-- TO DO --
Leave out the images and set down the records below exactly.

-- RECORD EXTRACTS --

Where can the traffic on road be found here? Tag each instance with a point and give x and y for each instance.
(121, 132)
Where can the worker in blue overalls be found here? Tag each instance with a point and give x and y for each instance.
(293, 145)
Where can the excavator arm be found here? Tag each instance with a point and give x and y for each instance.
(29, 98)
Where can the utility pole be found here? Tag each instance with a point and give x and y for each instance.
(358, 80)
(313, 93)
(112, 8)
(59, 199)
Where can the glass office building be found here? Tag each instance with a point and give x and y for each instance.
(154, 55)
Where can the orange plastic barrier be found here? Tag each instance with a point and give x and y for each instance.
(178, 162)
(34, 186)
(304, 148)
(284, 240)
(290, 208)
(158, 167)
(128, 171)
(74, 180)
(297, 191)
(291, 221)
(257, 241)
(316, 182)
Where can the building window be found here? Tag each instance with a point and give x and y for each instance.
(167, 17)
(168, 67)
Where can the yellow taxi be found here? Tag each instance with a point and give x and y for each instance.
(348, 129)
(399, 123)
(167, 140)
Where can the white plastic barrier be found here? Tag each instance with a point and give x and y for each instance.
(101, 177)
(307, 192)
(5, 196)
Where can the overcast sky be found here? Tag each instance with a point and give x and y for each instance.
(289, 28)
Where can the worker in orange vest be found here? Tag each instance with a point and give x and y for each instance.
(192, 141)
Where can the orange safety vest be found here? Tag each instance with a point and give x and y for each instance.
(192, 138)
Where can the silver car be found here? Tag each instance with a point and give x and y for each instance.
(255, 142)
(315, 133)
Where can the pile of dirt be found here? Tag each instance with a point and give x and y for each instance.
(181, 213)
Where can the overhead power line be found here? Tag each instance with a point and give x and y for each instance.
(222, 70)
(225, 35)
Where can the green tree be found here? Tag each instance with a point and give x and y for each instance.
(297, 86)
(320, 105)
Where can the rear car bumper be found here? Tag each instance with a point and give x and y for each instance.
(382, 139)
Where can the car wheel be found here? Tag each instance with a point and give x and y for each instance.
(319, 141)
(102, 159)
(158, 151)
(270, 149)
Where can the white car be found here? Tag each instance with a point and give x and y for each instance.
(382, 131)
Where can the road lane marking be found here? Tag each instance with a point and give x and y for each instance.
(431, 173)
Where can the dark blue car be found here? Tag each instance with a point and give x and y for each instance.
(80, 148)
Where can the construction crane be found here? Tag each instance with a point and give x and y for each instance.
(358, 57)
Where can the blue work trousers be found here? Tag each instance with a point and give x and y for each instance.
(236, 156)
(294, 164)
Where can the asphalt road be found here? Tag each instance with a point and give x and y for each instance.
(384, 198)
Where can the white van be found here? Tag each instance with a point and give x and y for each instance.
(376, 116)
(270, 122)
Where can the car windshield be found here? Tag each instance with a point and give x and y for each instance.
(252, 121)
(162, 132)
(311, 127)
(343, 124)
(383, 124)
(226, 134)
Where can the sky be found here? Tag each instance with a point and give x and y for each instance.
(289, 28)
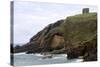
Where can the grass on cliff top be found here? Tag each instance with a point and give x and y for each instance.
(80, 27)
(82, 17)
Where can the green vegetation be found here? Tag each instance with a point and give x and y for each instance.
(80, 27)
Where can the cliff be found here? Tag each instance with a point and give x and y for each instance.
(76, 36)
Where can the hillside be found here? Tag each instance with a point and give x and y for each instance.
(76, 36)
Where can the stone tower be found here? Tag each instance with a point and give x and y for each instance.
(85, 10)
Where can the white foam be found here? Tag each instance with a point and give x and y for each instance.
(19, 53)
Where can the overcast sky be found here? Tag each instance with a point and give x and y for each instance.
(31, 17)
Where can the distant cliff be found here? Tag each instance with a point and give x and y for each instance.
(76, 36)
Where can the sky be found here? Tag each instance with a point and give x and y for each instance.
(31, 17)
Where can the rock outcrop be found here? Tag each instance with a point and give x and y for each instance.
(76, 36)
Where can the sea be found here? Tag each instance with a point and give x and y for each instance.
(23, 59)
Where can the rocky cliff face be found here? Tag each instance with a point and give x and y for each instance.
(76, 36)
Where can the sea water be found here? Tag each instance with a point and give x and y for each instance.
(22, 59)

-- RESULT OF THIS EXERCISE --
Where can the traffic on road be found here? Tag each instance with a point and give x and y for each instance.
(121, 132)
Where can the worker in blue overalls be found here? Tag each instance with a point and give x and y for each instance.
(293, 145)
Where can the excavator arm be found here? Tag each instance with a point and give x and y for each instance.
(29, 98)
Where can the utility pole be found here? Tag each instance with a point and give x and y for each instance.
(358, 80)
(313, 93)
(112, 8)
(59, 199)
Where can the glass office building be found here? Tag each instance with a point and give x and y for each instance.
(154, 55)
Where can the orange plastic barrier be found here? Tag each instance with a point and give x and y for each instance.
(178, 162)
(34, 186)
(304, 148)
(284, 240)
(290, 208)
(158, 167)
(128, 171)
(74, 180)
(297, 191)
(291, 221)
(257, 241)
(316, 182)
Where can the building window be found here? Tag each instance with a point and give x and y for each instance.
(167, 17)
(168, 67)
Where can the yellow taxi be found here? Tag each instance with a point and give x and y for each instance.
(348, 129)
(399, 123)
(167, 140)
Where can the white plastic barrier be found here? Tag each instance with a point and give x and y for each instance.
(101, 177)
(307, 192)
(5, 196)
Where can the overcast sky be found here? Tag each instance with a point and give x and y for each instance.
(289, 28)
Where can the worker in orange vest be found here? Tag each instance with a point and give x and y for each instance.
(192, 141)
Where can the orange safety vest be found here? Tag each instance with a point and give x and y for each instance.
(192, 138)
Where can the silver car be found here? Tag each instance with a point and give x and y for each instance.
(255, 142)
(315, 133)
Where can the pile of dirt be found here? Tag each instance with a point and give x and y for each instance.
(181, 213)
Where can the overhead power line be found here? Tag each instance with a point and give x and y for each instance.
(222, 70)
(225, 35)
Where can the green tree be found here? Tag each instance with a point and give x and y for each instance.
(297, 86)
(320, 105)
Where can the rear car bumper be found here? Tag each instance with a point and give x and y for each instance.
(382, 139)
Where can the car wheel be found here? Tag each instance with a point and give x and y for each instance.
(319, 141)
(102, 159)
(158, 151)
(270, 149)
Where can the white car be found here? Tag each instance with a point and give x and y for each instance.
(382, 131)
Where can the road lane marking be found here? Tag each instance with a point and give x and y for each instance.
(431, 173)
Where can the dark blue car be found here? Tag each instance with a point and give x and y for each instance.
(80, 148)
Where can the construction crane be found here? Tag each instance with a point and give x and y for each instance.
(358, 57)
Where can the blue work trousers be found here? Tag each instance with a point and give x and y for each instance.
(236, 156)
(294, 164)
Where can the asphalt road be found here? Tag each instance with a point and give x and y for each instance.
(384, 198)
Where can the white van be found here? Tag each instance with a point and give x and y for each instance.
(376, 116)
(270, 122)
Where can the car windshield be found here? Tag each instance with a point and give x and y for each instance.
(252, 121)
(162, 132)
(311, 127)
(343, 124)
(383, 124)
(226, 134)
Where can the sky be found here? Tag each instance with a point and give x and y for each instance.
(289, 28)
Where can the grass on cliff top be found here? Tag each instance with a point and give x and y for each instance.
(80, 27)
(82, 17)
Where can the green vegetation be found here? Tag each instance with a point and give x and y for each instance.
(80, 27)
Where can the cliff be found here? Tag each instance with a point and give x and y for each instance.
(76, 36)
Where can the hillside be found here? Tag each instance with a point and give x and y for each instance.
(76, 36)
Where can the stone tower be found here? Tag each instance with a point and give x and y for each instance.
(85, 10)
Where can the white foam be found here? Tag each instance with a point and give x and y for each instance.
(19, 53)
Where can the overcast sky be found here? Tag each instance with a point and give x and y for each instance.
(31, 17)
Where can the distant cliff be found here? Tag each instance with a point and give x and y for each instance.
(76, 36)
Where can the sky be found here? Tag each instance with a point and give x and y for each instance.
(31, 17)
Where can the rock outcrop be found here? Tag each instance with a point and give x and y for each instance.
(76, 36)
Where can the sea be found here? Tag each instance with a point and give x and y for each instance.
(23, 59)
Where can the rocky cliff face be found here? Tag each instance with a point and give x and y for each instance.
(76, 36)
Where can the sea water be found here? Tag each instance with a point and give x and y for each instance.
(22, 59)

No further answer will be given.